▶ **Problem statement**:
Reproduce the rows from the line containing "Where can you spot the moss?" through the end of the rows, inclusive, keeping every request as it stands. Multiply only the answer coordinates by 1.4 and round them to whole numbers, rounding halves up, while leaving the sample coordinates within the requests unchanged.

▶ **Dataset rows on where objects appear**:
● ● ●

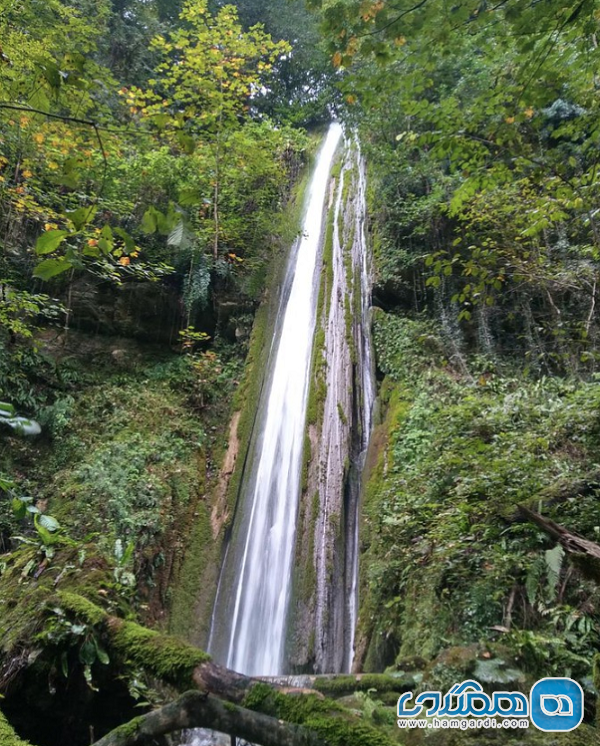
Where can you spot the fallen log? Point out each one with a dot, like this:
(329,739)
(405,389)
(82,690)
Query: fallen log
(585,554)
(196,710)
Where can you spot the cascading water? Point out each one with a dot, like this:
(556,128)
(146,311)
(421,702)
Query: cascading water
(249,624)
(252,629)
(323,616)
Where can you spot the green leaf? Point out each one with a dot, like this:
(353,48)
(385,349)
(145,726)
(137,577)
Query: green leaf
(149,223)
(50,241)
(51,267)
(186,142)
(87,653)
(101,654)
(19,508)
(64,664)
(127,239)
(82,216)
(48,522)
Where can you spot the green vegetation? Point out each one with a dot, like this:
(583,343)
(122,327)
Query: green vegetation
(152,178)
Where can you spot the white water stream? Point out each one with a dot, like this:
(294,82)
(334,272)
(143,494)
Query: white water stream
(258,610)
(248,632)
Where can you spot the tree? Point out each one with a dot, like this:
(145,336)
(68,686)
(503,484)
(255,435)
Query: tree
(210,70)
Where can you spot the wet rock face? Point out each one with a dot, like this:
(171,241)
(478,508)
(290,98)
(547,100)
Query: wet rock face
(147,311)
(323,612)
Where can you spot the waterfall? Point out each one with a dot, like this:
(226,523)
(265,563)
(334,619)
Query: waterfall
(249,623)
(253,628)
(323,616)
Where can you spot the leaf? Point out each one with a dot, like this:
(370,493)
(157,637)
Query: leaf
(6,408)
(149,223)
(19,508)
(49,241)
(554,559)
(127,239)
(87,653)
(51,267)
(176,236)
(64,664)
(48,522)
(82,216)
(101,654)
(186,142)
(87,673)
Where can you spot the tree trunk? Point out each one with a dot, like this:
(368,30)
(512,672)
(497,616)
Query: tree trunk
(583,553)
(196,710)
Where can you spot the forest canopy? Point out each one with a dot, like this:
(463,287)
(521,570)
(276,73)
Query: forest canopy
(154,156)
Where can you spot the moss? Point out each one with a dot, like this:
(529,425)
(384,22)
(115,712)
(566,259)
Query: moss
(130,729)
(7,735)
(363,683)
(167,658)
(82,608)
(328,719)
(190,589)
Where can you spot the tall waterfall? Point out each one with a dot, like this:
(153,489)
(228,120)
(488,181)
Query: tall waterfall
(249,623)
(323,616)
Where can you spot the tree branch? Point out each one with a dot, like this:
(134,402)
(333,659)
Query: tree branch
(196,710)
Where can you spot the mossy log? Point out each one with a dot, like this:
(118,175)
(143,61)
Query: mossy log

● ● ●

▶ **Final result**:
Where can you spot the moss? Point out each one with a dot, like this:
(529,425)
(384,22)
(115,712)
(566,259)
Query: moss
(182,1021)
(10,1029)
(508,956)
(234,921)
(115,851)
(459,1007)
(266,825)
Where can you spot the tall waterfall? Point out each one with a dot, like this:
(153,489)
(228,120)
(488,181)
Query: tall waterfall
(349,872)
(452,862)
Where can you spot the tree branch? Point out each one with a dot, like this:
(134,402)
(333,659)
Query: tree branch
(274,994)
Where can you spot the mossy log? Point out each one with a dot, like this:
(118,175)
(143,61)
Query: mossy log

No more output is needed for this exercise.